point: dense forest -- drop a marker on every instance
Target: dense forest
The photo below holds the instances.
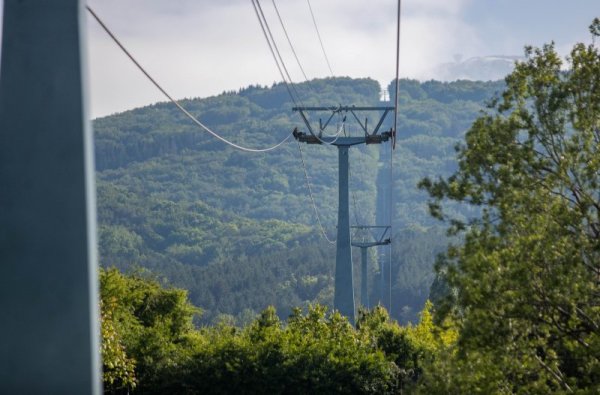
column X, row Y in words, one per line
column 515, row 297
column 238, row 229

= = = =

**Your goal:**
Could you copy out every line of the entries above word for word, leaving out the pictures?

**Exercise result:**
point: dense forest -- drop a marker on every instance
Target: dense forest
The photo below holds the instances.
column X, row Y in words, one per line
column 515, row 297
column 238, row 229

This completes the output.